++++ Information provided

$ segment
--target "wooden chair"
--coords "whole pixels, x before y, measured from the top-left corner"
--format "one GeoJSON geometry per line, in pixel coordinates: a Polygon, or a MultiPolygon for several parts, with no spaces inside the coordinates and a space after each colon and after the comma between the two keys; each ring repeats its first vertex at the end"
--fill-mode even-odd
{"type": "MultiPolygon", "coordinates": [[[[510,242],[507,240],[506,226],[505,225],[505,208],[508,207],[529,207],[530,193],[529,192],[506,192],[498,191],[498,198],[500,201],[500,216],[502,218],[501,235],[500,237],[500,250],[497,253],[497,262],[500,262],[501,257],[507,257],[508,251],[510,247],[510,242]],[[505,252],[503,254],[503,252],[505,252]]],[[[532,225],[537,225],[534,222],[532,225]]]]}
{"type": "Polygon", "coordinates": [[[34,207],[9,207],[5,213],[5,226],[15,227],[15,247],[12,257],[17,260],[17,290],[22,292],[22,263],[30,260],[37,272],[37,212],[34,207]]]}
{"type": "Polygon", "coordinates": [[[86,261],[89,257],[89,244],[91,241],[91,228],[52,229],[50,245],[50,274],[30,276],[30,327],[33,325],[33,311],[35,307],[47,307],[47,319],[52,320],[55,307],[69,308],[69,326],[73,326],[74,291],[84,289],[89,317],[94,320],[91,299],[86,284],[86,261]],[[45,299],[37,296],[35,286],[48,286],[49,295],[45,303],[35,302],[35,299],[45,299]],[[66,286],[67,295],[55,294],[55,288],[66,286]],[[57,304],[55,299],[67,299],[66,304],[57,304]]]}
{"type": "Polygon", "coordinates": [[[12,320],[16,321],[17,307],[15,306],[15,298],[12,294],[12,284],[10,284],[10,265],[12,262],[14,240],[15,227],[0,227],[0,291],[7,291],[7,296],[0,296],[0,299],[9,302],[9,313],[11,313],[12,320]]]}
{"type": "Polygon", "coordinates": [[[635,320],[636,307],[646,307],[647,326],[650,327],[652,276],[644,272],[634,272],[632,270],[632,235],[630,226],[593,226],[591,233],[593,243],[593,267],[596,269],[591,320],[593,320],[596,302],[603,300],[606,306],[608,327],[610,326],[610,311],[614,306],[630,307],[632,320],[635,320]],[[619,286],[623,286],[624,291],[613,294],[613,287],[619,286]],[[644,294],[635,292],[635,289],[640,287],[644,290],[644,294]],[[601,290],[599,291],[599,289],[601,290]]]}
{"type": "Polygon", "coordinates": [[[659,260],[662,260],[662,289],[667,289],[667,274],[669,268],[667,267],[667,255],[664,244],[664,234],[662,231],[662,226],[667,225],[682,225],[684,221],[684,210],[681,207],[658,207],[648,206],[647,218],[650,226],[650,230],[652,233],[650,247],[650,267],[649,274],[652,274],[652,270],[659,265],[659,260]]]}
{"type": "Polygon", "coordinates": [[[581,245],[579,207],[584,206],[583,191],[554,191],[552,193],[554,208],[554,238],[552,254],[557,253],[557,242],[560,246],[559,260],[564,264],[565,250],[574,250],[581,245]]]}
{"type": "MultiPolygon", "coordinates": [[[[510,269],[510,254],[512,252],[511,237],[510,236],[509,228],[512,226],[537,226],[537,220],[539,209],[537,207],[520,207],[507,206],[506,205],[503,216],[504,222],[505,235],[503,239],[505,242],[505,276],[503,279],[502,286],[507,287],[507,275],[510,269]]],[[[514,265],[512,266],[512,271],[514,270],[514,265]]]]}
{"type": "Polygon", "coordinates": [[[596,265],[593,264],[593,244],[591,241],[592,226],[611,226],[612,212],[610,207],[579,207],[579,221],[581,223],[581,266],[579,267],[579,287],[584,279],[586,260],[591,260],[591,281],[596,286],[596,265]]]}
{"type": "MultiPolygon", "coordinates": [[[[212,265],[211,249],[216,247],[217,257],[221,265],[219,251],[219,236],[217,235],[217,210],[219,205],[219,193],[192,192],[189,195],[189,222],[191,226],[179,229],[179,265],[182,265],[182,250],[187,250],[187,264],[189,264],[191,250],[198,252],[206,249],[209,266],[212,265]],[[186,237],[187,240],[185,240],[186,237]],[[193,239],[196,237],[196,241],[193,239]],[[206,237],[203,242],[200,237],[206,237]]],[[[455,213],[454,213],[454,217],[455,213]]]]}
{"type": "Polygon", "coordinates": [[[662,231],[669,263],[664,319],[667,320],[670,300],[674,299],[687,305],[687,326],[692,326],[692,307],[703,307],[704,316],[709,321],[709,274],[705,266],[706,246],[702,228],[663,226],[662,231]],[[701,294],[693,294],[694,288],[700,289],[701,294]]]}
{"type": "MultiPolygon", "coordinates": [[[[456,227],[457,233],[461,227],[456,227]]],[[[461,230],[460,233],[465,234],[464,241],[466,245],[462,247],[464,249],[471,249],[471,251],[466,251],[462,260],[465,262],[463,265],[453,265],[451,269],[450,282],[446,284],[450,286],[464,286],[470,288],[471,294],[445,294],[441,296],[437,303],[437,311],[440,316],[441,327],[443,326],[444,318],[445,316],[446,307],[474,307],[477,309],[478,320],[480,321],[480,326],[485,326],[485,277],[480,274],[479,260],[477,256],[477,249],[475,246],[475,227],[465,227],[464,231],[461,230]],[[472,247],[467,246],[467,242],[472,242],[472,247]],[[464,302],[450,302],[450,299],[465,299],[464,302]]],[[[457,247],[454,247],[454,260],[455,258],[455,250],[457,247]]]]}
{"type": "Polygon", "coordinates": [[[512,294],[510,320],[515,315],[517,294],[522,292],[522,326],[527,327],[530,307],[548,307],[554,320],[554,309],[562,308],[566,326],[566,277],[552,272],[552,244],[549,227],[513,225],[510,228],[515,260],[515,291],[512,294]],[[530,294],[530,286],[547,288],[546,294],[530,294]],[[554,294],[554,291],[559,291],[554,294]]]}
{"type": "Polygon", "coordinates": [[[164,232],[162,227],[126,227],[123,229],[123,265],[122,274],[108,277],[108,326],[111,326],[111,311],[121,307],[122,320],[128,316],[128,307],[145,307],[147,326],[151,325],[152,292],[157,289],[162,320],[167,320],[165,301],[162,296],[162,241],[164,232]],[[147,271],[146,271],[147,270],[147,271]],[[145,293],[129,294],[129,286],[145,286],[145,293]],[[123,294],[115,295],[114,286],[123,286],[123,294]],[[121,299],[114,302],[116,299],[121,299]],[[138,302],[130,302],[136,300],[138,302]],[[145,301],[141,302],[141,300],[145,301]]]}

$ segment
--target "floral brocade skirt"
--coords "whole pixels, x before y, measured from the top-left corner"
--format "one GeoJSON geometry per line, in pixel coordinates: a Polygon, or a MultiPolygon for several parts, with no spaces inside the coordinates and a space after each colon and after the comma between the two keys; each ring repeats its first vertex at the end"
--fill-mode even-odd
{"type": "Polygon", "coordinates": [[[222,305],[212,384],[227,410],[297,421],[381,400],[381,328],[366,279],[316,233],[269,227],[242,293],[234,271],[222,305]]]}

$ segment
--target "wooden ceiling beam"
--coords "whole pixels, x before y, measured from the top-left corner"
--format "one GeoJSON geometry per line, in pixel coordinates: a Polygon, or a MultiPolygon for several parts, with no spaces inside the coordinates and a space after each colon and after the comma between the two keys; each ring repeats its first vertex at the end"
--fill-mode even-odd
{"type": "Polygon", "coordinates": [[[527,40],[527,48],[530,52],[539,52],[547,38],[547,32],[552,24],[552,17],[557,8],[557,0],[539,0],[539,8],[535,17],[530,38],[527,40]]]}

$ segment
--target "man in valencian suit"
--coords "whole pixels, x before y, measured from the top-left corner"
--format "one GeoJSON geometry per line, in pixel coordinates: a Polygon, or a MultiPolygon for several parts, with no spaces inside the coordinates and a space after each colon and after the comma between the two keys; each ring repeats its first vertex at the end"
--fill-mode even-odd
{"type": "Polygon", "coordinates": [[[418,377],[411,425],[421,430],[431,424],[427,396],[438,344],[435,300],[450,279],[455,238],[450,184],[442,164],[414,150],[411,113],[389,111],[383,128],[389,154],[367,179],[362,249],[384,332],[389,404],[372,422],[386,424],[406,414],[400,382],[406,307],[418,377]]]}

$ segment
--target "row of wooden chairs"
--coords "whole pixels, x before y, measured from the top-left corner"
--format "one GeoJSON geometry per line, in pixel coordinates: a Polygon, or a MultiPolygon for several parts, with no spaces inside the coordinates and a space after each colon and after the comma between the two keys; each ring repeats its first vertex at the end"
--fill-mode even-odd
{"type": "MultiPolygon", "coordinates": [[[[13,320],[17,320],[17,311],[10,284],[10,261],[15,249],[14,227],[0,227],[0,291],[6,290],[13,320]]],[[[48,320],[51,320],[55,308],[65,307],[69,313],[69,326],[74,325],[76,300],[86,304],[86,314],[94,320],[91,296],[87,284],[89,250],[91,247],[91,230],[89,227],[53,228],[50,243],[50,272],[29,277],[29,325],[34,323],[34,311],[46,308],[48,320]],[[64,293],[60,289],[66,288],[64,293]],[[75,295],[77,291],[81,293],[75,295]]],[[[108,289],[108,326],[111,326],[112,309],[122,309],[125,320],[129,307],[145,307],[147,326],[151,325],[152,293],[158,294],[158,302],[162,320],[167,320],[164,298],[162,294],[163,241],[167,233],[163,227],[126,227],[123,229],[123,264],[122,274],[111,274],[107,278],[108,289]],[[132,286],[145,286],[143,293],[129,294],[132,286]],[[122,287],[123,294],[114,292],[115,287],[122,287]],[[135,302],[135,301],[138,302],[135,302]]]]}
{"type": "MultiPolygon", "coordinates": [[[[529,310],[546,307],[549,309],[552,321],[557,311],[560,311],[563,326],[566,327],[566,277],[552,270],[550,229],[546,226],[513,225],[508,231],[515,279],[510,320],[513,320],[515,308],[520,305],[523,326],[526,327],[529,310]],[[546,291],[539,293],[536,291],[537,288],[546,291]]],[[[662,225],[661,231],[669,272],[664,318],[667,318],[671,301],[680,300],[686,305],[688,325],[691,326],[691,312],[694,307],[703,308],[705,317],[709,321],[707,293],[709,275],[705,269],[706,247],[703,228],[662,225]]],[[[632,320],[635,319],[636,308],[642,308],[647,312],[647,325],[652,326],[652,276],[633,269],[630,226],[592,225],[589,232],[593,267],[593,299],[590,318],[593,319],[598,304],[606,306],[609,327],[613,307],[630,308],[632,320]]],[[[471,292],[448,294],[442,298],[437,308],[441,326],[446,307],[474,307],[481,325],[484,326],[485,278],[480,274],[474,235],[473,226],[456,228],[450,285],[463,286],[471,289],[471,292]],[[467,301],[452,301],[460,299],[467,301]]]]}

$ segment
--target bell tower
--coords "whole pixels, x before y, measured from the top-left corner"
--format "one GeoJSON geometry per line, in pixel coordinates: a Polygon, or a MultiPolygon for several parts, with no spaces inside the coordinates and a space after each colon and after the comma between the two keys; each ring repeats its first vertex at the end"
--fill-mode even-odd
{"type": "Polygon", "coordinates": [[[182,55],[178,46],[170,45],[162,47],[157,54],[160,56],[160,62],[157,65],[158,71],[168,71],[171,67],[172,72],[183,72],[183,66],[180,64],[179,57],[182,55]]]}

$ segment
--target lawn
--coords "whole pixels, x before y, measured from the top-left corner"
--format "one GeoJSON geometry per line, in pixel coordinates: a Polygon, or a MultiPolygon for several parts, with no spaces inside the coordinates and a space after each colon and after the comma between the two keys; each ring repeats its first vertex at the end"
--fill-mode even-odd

++++++++

Task statement =>
Collect every line in the rows above that contains the string "wooden", and list each one in full.

Task answer =>
--target "wooden chair"
--target "wooden ceiling beam"
--target "row of wooden chairs"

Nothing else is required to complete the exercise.